*OBJECTIF VISÉ:* Reproduisez sans aucune modification le passage de l’extrait sur Vilnius situé entre « Vilnius : la » et « comme partout ailleurs. », ces deux bornes comprises.

*EXTRAIT DU DOCUMENT:*
Vilnius : la ville devenue terrasse
Les restaurants et les cafés, durement affectés par la crise, devront rouvrir tout en respectant les mesures de distanciation physique. La plupart des établissements ne disposent pas de l’espace nécessaire pour rentabiliser un tel aménagement. À Vilnius, en Lituanie, les autorités ont rapidement pallié ce problème en permettant aux restaurateurs et aux exploitants de cafés d’installer des tables sur les espaces publics à proximité de leur commerce et même dans certaines rues. Cette destination gourmande s’est émancipée touristiquement au cours des dernières années, grâce entre autres, à une campagne marketing audacieuse intitulée : « Vilnius, the G-spot of Europe ». Elle doit aujourd’hui se tourner vers les visiteurs « hyperlocaux », comme partout ailleurs.

*DONNÉES FOURNIES:*
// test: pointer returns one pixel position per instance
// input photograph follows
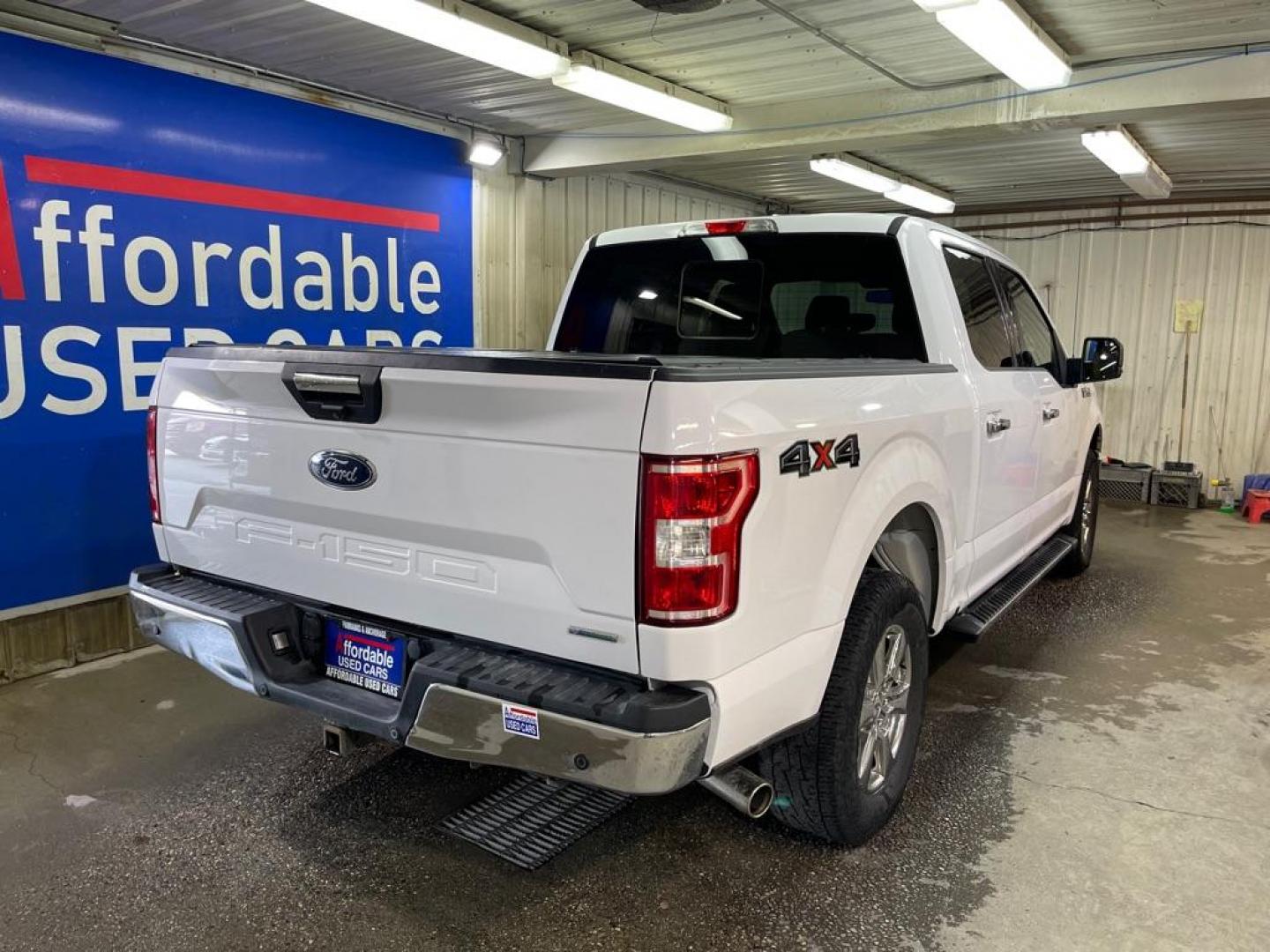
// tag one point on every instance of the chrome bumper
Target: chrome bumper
(462, 725)
(197, 636)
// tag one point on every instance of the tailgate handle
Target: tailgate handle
(335, 392)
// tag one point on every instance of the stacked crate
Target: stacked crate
(1177, 485)
(1125, 484)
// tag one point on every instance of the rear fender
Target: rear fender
(906, 471)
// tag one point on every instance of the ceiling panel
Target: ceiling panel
(747, 55)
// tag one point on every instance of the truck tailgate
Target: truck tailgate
(503, 505)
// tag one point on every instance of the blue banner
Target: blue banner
(140, 210)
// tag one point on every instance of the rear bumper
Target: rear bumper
(594, 726)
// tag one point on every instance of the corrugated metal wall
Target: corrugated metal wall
(1125, 282)
(528, 233)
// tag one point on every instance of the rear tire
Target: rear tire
(828, 781)
(1085, 522)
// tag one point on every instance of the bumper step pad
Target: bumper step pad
(533, 819)
(997, 600)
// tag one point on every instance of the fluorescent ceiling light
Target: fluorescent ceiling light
(1117, 150)
(464, 29)
(1122, 153)
(854, 173)
(1006, 37)
(921, 197)
(485, 152)
(874, 178)
(630, 89)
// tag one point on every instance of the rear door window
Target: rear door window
(981, 309)
(746, 296)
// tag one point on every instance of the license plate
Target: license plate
(365, 657)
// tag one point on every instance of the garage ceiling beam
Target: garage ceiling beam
(900, 118)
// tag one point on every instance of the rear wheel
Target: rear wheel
(842, 777)
(1085, 522)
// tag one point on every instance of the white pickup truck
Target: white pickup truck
(704, 537)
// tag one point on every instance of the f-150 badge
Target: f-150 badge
(811, 456)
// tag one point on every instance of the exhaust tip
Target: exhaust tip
(335, 740)
(742, 790)
(761, 800)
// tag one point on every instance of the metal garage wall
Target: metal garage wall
(1124, 280)
(527, 234)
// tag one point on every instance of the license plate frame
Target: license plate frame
(365, 657)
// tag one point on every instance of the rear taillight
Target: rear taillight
(692, 510)
(153, 461)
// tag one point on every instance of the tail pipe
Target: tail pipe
(742, 790)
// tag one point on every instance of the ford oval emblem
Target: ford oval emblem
(342, 470)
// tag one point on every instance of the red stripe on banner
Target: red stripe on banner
(58, 172)
(11, 271)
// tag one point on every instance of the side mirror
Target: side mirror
(1102, 358)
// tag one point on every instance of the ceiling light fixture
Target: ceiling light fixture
(1004, 34)
(464, 29)
(1117, 150)
(874, 178)
(1122, 153)
(620, 86)
(485, 152)
(854, 172)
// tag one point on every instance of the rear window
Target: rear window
(747, 296)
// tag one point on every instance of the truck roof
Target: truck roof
(855, 222)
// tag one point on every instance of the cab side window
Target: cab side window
(981, 309)
(1036, 344)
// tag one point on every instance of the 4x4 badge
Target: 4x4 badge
(811, 456)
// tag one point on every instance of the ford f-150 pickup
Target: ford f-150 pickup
(705, 536)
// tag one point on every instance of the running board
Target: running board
(993, 603)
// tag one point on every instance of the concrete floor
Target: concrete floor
(1095, 775)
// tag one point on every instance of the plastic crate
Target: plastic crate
(1177, 489)
(1125, 484)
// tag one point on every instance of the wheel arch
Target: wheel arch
(909, 546)
(907, 489)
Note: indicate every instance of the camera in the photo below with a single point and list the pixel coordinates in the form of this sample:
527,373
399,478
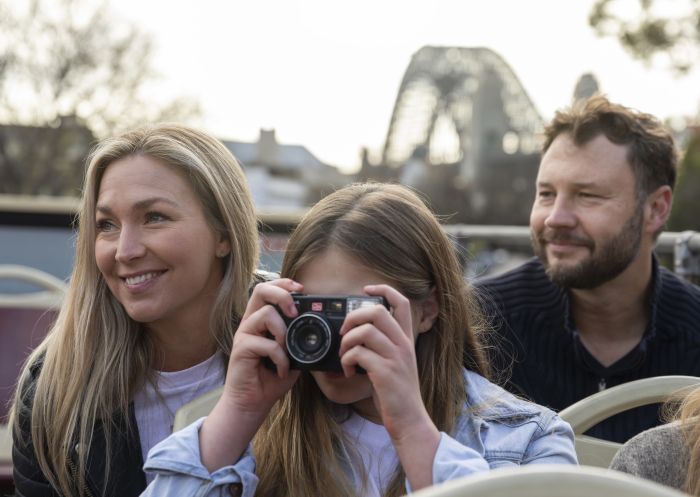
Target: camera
313,337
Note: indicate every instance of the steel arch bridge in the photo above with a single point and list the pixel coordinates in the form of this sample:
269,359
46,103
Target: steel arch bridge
461,105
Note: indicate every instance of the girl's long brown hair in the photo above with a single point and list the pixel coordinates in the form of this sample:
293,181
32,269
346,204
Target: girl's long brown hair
388,229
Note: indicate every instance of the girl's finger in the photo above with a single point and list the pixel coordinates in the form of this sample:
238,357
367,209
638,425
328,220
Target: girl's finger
263,322
275,293
400,305
367,335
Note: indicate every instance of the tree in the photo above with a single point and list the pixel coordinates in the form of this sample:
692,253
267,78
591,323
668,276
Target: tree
684,215
657,29
70,72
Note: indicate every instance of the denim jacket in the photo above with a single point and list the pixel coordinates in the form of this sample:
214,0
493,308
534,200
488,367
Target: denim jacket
496,430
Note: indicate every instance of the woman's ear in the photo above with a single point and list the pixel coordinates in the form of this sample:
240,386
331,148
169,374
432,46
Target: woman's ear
223,247
427,312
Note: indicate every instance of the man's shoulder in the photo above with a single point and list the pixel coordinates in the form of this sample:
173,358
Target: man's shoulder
527,273
672,283
678,297
527,283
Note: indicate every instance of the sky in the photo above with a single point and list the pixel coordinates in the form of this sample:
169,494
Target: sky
325,74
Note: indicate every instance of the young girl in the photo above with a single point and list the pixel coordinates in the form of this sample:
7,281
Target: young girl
414,419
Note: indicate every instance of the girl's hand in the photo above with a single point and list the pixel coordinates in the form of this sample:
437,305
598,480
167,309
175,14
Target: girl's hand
251,387
383,343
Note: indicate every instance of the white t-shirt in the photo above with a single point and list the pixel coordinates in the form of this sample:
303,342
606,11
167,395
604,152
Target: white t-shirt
156,403
374,445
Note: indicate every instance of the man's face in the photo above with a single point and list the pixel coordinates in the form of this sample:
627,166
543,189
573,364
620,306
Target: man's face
587,220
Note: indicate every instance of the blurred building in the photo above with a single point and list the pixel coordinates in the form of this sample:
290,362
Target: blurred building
284,176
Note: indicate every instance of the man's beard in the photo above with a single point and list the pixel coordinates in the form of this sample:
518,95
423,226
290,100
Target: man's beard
607,259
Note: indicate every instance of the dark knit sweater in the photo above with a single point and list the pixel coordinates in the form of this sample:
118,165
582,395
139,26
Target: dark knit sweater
537,340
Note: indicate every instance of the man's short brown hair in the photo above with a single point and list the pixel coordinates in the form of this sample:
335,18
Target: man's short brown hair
651,149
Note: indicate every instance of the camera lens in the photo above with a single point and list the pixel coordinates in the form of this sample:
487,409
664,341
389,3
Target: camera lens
308,338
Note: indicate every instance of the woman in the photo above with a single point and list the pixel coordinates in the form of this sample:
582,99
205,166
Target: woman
165,255
391,408
670,453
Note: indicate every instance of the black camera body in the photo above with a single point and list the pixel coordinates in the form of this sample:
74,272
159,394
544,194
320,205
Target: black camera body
313,337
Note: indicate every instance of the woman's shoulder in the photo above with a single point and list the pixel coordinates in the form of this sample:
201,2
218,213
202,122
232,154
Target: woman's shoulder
492,402
658,454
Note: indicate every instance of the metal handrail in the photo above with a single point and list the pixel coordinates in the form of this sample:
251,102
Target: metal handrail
684,246
49,298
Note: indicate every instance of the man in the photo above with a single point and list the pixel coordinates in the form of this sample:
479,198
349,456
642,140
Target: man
595,309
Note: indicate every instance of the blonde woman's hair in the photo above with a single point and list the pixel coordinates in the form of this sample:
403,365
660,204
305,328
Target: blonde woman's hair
388,229
95,356
688,412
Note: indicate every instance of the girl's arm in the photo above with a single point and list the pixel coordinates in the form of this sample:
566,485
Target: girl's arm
251,388
383,343
214,452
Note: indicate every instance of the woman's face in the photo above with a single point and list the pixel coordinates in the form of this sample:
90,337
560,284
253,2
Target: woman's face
154,247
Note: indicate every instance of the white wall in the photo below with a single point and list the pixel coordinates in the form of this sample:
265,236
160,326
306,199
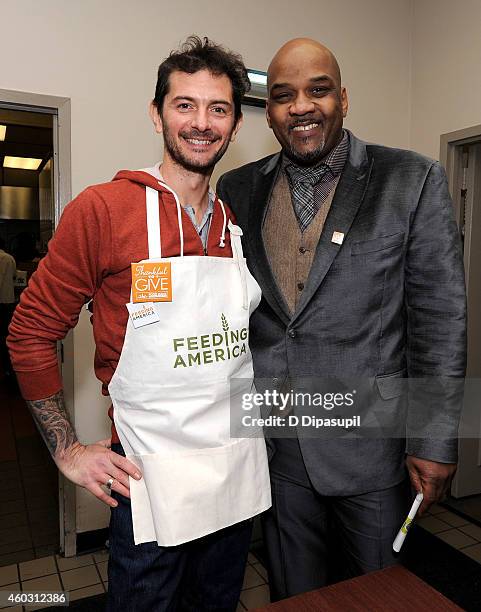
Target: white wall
446,91
103,54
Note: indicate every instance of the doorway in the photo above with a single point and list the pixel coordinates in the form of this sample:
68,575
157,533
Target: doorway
461,156
37,510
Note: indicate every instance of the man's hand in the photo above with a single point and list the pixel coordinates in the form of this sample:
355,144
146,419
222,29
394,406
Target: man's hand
431,478
91,467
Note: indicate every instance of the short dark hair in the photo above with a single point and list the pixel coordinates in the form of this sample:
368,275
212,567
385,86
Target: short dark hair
203,54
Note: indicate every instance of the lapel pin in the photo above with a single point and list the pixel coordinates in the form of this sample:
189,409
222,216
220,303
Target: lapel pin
337,237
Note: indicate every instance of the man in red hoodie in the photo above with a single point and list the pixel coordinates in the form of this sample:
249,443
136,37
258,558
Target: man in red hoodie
182,493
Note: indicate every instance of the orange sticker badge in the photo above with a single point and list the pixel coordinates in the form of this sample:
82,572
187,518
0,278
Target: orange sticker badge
151,282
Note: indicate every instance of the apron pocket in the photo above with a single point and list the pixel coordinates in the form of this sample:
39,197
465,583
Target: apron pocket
184,496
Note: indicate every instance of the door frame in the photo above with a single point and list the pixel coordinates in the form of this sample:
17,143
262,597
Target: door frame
59,108
451,156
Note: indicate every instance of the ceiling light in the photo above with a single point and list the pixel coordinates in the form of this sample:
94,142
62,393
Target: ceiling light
23,163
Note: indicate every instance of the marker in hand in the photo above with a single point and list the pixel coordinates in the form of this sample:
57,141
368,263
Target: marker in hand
401,536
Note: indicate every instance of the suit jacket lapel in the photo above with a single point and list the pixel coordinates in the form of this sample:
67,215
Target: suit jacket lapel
347,200
261,189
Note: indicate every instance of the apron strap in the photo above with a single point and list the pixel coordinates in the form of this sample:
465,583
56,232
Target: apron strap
222,236
238,256
153,223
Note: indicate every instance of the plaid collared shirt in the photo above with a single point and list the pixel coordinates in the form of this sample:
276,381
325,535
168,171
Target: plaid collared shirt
310,186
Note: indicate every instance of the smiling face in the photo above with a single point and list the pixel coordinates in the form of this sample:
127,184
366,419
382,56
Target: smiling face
197,119
306,103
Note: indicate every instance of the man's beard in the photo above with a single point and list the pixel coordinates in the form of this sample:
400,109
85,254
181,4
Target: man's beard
193,165
307,158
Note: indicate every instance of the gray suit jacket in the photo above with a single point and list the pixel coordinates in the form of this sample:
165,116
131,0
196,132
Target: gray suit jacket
388,302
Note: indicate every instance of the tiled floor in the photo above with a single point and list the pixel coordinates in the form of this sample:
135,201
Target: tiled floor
86,575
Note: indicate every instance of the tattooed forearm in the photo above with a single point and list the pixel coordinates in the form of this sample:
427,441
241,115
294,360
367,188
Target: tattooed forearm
54,424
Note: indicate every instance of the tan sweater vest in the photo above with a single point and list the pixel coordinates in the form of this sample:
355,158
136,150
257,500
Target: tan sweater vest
290,251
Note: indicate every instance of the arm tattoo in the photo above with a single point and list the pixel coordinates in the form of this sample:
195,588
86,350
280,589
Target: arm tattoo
53,422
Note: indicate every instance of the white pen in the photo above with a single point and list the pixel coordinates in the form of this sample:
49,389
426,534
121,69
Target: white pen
401,536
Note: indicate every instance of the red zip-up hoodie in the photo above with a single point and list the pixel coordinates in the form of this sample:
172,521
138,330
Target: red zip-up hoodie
101,232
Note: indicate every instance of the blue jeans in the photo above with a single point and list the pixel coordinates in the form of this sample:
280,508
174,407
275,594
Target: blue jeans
203,575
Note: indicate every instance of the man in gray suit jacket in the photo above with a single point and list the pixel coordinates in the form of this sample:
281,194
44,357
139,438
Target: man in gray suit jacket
357,253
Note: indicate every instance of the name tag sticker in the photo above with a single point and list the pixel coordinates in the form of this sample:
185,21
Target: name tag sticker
151,282
142,314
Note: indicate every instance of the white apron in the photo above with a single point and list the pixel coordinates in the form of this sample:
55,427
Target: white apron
171,393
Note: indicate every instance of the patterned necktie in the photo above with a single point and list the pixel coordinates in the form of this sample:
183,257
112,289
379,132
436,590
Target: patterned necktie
303,182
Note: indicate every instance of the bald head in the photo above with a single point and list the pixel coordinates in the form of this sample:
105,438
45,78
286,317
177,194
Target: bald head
300,49
306,103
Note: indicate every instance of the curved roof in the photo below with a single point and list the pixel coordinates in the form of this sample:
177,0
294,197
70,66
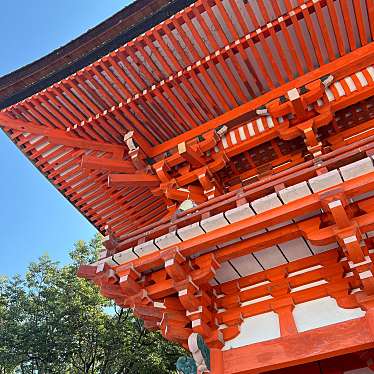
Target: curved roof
123,26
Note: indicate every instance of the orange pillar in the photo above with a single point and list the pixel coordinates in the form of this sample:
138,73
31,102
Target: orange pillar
216,361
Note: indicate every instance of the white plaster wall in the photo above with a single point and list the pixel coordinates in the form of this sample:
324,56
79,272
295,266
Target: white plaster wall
256,329
322,312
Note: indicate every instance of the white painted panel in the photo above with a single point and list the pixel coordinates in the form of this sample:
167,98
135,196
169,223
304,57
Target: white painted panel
256,329
125,256
246,265
190,231
266,203
145,248
250,235
363,196
226,273
107,260
308,215
167,240
294,192
359,371
239,213
357,168
229,243
322,312
295,249
324,181
322,248
270,257
214,222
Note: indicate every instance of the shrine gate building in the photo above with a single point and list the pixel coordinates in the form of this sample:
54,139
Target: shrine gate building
224,148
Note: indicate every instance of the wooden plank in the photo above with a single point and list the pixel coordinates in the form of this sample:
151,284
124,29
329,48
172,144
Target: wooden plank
309,346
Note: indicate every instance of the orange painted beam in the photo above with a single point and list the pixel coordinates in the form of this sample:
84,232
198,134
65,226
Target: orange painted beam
340,68
58,137
96,163
122,180
258,222
309,346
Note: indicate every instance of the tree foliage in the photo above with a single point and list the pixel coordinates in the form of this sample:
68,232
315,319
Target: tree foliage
53,322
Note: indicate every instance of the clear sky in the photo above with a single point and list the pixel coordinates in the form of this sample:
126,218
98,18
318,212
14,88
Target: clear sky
34,217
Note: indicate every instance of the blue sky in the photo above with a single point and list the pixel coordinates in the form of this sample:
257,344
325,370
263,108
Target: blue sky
34,217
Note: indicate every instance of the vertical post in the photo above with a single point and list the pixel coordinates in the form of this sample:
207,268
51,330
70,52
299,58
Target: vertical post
216,361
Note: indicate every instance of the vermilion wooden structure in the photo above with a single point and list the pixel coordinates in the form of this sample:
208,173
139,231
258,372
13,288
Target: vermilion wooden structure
226,154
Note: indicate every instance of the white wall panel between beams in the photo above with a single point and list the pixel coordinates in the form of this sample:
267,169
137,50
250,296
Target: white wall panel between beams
294,192
322,312
266,203
246,265
125,256
357,168
270,257
256,329
145,248
226,273
239,213
295,249
214,222
190,231
167,240
324,181
322,248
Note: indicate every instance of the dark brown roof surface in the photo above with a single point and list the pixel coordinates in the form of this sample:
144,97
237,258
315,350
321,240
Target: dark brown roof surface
123,26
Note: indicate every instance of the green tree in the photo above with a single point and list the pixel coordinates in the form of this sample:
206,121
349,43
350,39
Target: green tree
53,322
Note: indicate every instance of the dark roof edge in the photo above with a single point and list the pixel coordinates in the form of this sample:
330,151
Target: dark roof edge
47,77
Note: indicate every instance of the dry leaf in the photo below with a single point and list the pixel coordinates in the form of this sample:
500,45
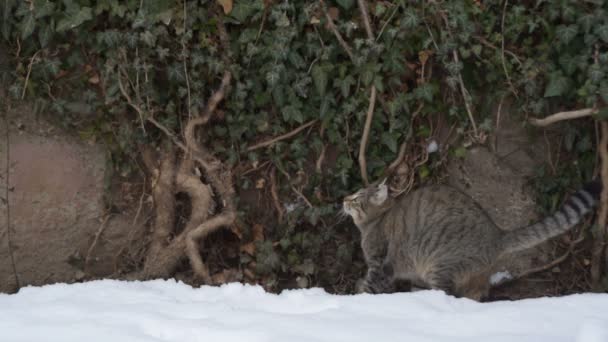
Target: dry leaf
94,79
423,56
258,232
226,5
248,248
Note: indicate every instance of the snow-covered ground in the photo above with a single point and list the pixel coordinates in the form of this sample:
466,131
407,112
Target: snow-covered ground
114,311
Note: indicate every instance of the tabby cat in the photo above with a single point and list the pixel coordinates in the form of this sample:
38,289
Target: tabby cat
437,237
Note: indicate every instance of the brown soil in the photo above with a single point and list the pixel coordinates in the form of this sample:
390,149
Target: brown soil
57,209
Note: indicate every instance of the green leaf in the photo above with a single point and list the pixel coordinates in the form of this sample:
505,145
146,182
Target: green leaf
345,85
319,77
243,9
272,77
346,4
604,91
27,26
292,112
43,8
74,19
390,140
460,152
149,38
586,21
557,85
566,33
602,32
596,74
410,20
568,63
424,92
602,114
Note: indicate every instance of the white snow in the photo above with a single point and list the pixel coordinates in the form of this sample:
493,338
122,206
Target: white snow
432,147
115,311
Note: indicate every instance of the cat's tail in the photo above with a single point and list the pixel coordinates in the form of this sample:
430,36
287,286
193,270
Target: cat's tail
569,215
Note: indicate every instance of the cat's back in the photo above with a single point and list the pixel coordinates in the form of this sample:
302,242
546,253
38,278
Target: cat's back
443,210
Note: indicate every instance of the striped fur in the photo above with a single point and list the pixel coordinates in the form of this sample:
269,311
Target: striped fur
438,237
569,215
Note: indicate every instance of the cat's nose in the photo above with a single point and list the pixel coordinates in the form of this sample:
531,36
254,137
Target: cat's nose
349,198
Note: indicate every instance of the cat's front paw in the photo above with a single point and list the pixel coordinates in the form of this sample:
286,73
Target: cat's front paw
362,286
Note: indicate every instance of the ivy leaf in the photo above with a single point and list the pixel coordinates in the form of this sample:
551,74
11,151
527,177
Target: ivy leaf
345,85
27,26
390,140
346,4
558,84
568,63
243,9
410,20
602,114
586,21
226,5
595,73
602,32
43,8
292,112
319,77
74,19
424,92
604,91
566,33
149,38
272,77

*RÉPONSE PROPOSÉE:*
Vilnius : la ville devenue terrasse
Les restaurants et les cafés, durement affectés par la crise, devront rouvrir tout en respectant les mesures de distanciation physique. La plupart des établissements ne disposent pas de l’espace nécessaire pour rentabiliser un tel aménagement. À Vilnius, en Lituanie, les autorités ont rapidement pallié ce problème en permettant aux restaurateurs et aux exploitants de cafés d’installer des tables sur les espaces publics à proximité de leur commerce et même dans certaines rues. Cette destination gourmande s’est émancipée touristiquement au cours des dernières années, grâce entre autres, à une campagne marketing audacieuse intitulée : « Vilnius, the G-spot of Europe ». Elle doit aujourd’hui se tourner vers les visiteurs « hyperlocaux », comme partout ailleurs.